▶ _What the task requires_
In the data below, locate each line with the word "woman" and list it.
* * * * * * * * *
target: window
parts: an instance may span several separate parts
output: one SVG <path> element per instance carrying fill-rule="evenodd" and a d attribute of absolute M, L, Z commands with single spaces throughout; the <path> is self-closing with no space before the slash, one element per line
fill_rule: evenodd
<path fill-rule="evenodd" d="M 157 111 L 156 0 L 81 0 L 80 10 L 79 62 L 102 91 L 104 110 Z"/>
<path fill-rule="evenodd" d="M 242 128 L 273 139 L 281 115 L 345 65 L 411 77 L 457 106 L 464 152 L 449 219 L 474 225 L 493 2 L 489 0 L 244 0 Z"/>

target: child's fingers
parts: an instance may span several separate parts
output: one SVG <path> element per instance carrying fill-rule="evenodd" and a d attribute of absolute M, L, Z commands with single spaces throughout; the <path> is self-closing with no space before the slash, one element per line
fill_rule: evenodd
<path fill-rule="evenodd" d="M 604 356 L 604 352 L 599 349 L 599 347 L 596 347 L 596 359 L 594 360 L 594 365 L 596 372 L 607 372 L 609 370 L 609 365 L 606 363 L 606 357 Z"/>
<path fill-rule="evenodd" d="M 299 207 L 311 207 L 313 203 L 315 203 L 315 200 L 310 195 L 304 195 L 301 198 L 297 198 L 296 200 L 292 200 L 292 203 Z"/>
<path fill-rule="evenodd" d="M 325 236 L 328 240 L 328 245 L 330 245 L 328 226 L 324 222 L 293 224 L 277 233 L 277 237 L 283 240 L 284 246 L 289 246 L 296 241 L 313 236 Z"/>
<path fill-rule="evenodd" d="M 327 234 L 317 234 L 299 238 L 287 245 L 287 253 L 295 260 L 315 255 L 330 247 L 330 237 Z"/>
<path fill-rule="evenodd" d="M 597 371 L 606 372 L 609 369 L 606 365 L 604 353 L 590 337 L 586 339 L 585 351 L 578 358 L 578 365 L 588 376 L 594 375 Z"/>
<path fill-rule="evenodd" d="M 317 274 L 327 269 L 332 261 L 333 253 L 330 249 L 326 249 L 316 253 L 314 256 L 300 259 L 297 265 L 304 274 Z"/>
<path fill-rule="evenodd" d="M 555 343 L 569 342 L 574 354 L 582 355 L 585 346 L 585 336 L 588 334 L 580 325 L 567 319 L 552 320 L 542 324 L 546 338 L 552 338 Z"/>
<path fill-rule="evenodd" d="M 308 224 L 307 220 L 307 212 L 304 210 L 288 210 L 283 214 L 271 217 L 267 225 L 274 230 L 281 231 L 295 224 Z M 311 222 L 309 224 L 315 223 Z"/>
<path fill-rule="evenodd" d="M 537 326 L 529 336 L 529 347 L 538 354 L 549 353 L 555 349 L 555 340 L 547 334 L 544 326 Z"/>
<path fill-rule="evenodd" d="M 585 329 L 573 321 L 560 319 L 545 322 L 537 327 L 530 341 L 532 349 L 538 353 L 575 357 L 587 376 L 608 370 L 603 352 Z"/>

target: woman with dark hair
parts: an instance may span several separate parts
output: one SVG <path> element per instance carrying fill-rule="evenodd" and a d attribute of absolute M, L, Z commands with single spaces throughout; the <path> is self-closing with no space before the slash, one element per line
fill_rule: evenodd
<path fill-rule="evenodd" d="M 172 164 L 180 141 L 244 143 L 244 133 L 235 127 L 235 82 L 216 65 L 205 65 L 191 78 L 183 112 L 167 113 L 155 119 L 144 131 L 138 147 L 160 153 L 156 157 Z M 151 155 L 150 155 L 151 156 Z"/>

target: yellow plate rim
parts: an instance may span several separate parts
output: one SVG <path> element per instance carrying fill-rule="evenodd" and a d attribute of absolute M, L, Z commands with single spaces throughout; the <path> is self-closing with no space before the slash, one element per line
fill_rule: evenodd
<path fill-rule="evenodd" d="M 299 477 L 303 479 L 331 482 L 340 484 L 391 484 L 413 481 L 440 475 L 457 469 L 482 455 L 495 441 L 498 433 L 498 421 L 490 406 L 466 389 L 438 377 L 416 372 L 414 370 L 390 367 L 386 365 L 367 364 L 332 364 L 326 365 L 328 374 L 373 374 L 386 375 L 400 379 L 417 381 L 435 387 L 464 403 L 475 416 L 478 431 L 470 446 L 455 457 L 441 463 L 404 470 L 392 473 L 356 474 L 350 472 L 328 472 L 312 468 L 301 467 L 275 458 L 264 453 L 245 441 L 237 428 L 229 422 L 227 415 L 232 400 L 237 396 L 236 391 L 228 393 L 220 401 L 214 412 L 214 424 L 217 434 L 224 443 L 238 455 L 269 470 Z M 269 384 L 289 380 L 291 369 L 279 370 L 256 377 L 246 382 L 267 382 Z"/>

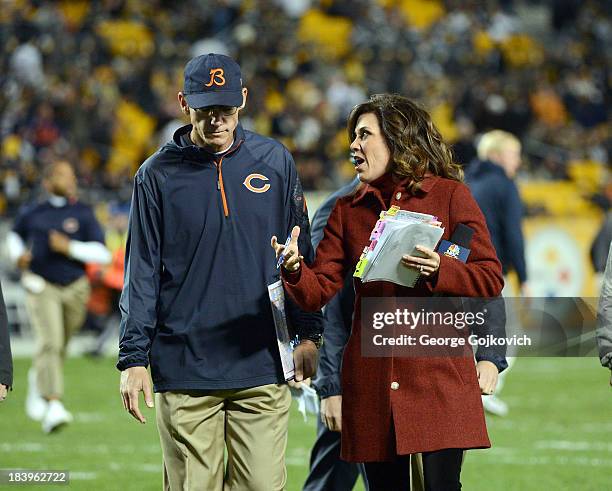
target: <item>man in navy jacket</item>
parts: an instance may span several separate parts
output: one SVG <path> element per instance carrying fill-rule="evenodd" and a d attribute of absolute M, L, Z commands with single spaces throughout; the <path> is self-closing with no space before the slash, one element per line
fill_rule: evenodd
<path fill-rule="evenodd" d="M 478 158 L 468 167 L 466 181 L 485 216 L 504 274 L 514 269 L 523 289 L 527 286 L 523 204 L 514 182 L 521 165 L 521 143 L 505 131 L 490 131 L 478 143 Z"/>
<path fill-rule="evenodd" d="M 323 238 L 327 219 L 338 198 L 347 196 L 359 185 L 355 178 L 329 196 L 312 219 L 312 245 L 316 249 Z M 344 347 L 351 334 L 351 320 L 355 303 L 352 273 L 346 277 L 342 290 L 325 306 L 325 343 L 317 376 L 312 385 L 321 398 L 321 418 L 317 425 L 317 440 L 310 453 L 310 473 L 304 491 L 351 490 L 363 465 L 340 460 L 340 430 L 342 425 L 342 388 L 340 371 Z"/>
<path fill-rule="evenodd" d="M 45 433 L 73 420 L 63 403 L 64 360 L 87 313 L 90 286 L 85 265 L 111 260 L 93 209 L 78 199 L 77 184 L 70 162 L 49 163 L 43 169 L 46 199 L 25 206 L 7 235 L 8 255 L 21 270 L 36 336 L 26 414 L 40 421 Z"/>
<path fill-rule="evenodd" d="M 487 221 L 491 241 L 502 264 L 504 275 L 514 270 L 518 276 L 521 294 L 529 296 L 525 243 L 521 221 L 523 204 L 514 182 L 521 165 L 521 143 L 511 133 L 493 130 L 481 136 L 478 146 L 478 160 L 468 167 L 466 181 Z M 506 278 L 504 297 L 513 297 L 511 283 Z M 506 323 L 517 326 L 517 318 L 511 303 L 506 306 Z M 485 410 L 498 416 L 508 413 L 506 403 L 498 395 L 505 377 L 514 363 L 508 356 L 508 369 L 500 373 L 494 395 L 483 396 Z"/>
<path fill-rule="evenodd" d="M 166 489 L 285 486 L 291 397 L 268 243 L 295 225 L 309 230 L 308 214 L 289 151 L 240 126 L 246 98 L 231 58 L 190 60 L 178 99 L 191 124 L 135 177 L 117 367 L 124 406 L 144 423 L 138 397 L 153 406 L 151 365 Z M 312 260 L 309 234 L 301 245 Z M 315 372 L 321 316 L 287 310 L 300 381 Z"/>

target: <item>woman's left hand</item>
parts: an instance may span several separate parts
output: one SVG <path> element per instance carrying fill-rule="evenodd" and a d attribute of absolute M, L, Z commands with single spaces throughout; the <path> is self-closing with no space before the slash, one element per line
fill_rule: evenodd
<path fill-rule="evenodd" d="M 402 256 L 402 264 L 408 268 L 418 270 L 422 276 L 431 277 L 435 275 L 438 269 L 440 269 L 440 255 L 436 251 L 420 245 L 416 246 L 416 250 L 425 257 L 404 254 Z"/>
<path fill-rule="evenodd" d="M 483 395 L 491 395 L 497 386 L 499 371 L 493 362 L 482 360 L 476 363 L 476 373 L 478 374 L 478 385 Z"/>

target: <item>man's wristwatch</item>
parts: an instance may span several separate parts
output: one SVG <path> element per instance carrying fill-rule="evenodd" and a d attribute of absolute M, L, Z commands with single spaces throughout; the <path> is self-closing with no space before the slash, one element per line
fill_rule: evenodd
<path fill-rule="evenodd" d="M 312 341 L 317 349 L 321 349 L 321 345 L 323 344 L 323 334 L 307 334 L 305 336 L 300 336 L 300 341 L 304 341 L 306 339 Z"/>

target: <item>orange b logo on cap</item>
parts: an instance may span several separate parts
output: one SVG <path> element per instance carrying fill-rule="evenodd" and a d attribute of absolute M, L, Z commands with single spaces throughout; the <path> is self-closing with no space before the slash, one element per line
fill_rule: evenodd
<path fill-rule="evenodd" d="M 225 77 L 223 76 L 223 68 L 211 68 L 210 69 L 210 82 L 204 84 L 204 87 L 210 87 L 211 85 L 218 85 L 219 87 L 225 85 Z"/>

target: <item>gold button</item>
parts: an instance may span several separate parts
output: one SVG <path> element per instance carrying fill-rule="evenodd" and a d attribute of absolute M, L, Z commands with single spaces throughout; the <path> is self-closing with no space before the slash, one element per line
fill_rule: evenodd
<path fill-rule="evenodd" d="M 399 389 L 399 384 L 397 382 L 391 382 L 391 390 Z"/>
<path fill-rule="evenodd" d="M 395 199 L 399 200 L 402 197 L 402 193 L 399 191 L 395 194 Z"/>

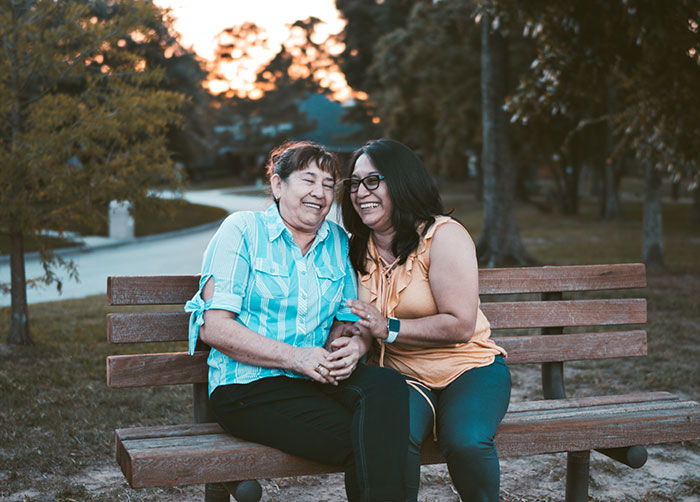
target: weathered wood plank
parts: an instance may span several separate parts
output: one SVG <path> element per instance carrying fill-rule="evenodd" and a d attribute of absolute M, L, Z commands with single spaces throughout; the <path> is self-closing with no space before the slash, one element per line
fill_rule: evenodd
<path fill-rule="evenodd" d="M 187 312 L 107 314 L 109 343 L 178 342 L 187 340 Z"/>
<path fill-rule="evenodd" d="M 494 337 L 494 341 L 506 350 L 510 365 L 613 359 L 647 354 L 647 336 L 643 330 Z"/>
<path fill-rule="evenodd" d="M 107 277 L 110 305 L 176 305 L 197 292 L 199 275 L 134 275 Z"/>
<path fill-rule="evenodd" d="M 643 298 L 482 303 L 493 329 L 610 326 L 646 322 Z M 185 312 L 113 313 L 107 315 L 110 343 L 187 340 Z"/>
<path fill-rule="evenodd" d="M 579 361 L 643 356 L 644 331 L 572 333 L 494 338 L 508 352 L 508 364 Z M 179 385 L 207 381 L 207 352 L 133 354 L 107 358 L 107 385 L 113 388 Z"/>
<path fill-rule="evenodd" d="M 150 427 L 127 427 L 114 431 L 117 440 L 148 439 L 170 436 L 199 436 L 219 434 L 223 429 L 215 422 L 203 424 L 155 425 Z"/>
<path fill-rule="evenodd" d="M 107 385 L 112 388 L 205 383 L 208 352 L 171 352 L 107 357 Z"/>
<path fill-rule="evenodd" d="M 628 396 L 632 400 L 638 398 Z M 560 413 L 549 411 L 528 420 L 519 417 L 529 412 L 509 411 L 496 435 L 499 453 L 502 457 L 511 457 L 633 446 L 640 441 L 657 444 L 700 438 L 700 406 L 697 403 L 655 398 L 649 403 L 615 407 L 609 404 L 614 399 L 607 398 L 605 412 L 600 411 L 600 406 L 575 410 L 576 403 L 572 402 L 555 404 L 563 410 Z M 211 427 L 201 436 L 165 434 L 154 438 L 152 432 L 139 440 L 133 439 L 138 436 L 134 429 L 117 431 L 117 444 L 127 454 L 119 457 L 123 462 L 122 470 L 135 488 L 340 470 L 241 441 Z M 185 432 L 190 433 L 192 429 Z M 132 439 L 121 437 L 120 433 Z M 444 462 L 432 441 L 426 443 L 423 462 Z"/>
<path fill-rule="evenodd" d="M 107 279 L 111 305 L 185 303 L 199 287 L 198 275 L 112 276 Z M 642 263 L 479 270 L 479 293 L 547 293 L 646 287 Z"/>
<path fill-rule="evenodd" d="M 656 401 L 679 401 L 670 392 L 636 392 L 632 394 L 611 394 L 607 396 L 569 397 L 566 399 L 541 399 L 535 401 L 511 402 L 508 413 L 525 413 L 537 410 L 557 410 L 605 406 L 611 404 L 651 403 Z"/>
<path fill-rule="evenodd" d="M 644 288 L 643 263 L 479 269 L 479 294 Z"/>
<path fill-rule="evenodd" d="M 644 298 L 482 303 L 493 329 L 609 326 L 647 321 Z"/>

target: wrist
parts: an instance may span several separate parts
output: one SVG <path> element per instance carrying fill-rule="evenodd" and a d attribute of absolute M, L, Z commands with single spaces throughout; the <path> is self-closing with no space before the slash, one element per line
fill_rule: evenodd
<path fill-rule="evenodd" d="M 387 317 L 386 320 L 386 332 L 387 336 L 384 339 L 384 343 L 394 343 L 396 337 L 399 336 L 399 330 L 401 329 L 401 321 L 395 317 Z"/>

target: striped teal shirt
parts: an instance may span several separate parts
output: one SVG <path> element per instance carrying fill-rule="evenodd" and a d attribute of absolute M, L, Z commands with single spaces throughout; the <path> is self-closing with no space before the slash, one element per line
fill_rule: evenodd
<path fill-rule="evenodd" d="M 202 300 L 202 288 L 214 278 L 214 296 Z M 302 256 L 272 204 L 264 212 L 238 212 L 219 227 L 204 252 L 199 291 L 187 302 L 189 353 L 193 354 L 203 314 L 223 309 L 263 336 L 296 347 L 323 346 L 333 319 L 357 318 L 345 307 L 357 298 L 355 272 L 348 258 L 348 237 L 325 221 Z M 238 362 L 216 349 L 209 353 L 209 393 L 219 385 L 249 383 L 292 371 Z"/>

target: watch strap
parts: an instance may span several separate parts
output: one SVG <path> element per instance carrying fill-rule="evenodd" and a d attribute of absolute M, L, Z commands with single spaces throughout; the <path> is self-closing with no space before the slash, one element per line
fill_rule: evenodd
<path fill-rule="evenodd" d="M 399 336 L 399 330 L 401 329 L 401 321 L 399 321 L 396 317 L 388 317 L 386 321 L 386 329 L 388 331 L 388 335 L 384 342 L 394 343 L 396 337 Z"/>

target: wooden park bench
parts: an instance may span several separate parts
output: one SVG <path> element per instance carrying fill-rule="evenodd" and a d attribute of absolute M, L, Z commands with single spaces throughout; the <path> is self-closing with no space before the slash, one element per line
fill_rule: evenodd
<path fill-rule="evenodd" d="M 496 435 L 500 456 L 568 452 L 567 501 L 587 500 L 591 450 L 641 467 L 647 458 L 643 445 L 700 438 L 698 403 L 666 392 L 565 395 L 564 362 L 647 352 L 644 298 L 581 293 L 645 286 L 642 264 L 480 271 L 482 309 L 497 343 L 508 351 L 508 364 L 542 365 L 544 399 L 511 403 Z M 184 304 L 197 287 L 195 275 L 110 277 L 107 284 L 112 305 Z M 112 313 L 107 336 L 115 344 L 185 341 L 187 325 L 184 312 Z M 564 328 L 572 327 L 579 329 L 565 333 Z M 502 329 L 510 330 L 508 336 L 500 335 Z M 208 407 L 208 348 L 199 349 L 194 356 L 174 352 L 107 358 L 109 387 L 193 387 L 193 423 L 115 432 L 117 462 L 133 488 L 206 484 L 208 502 L 229 500 L 229 492 L 239 501 L 257 501 L 257 479 L 341 470 L 224 433 Z M 427 441 L 423 463 L 442 462 L 439 449 Z"/>

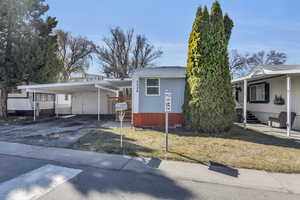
* * * * * * * * *
▶ _Expected output_
target: woman with dark hair
target: <item>woman's left hand</item>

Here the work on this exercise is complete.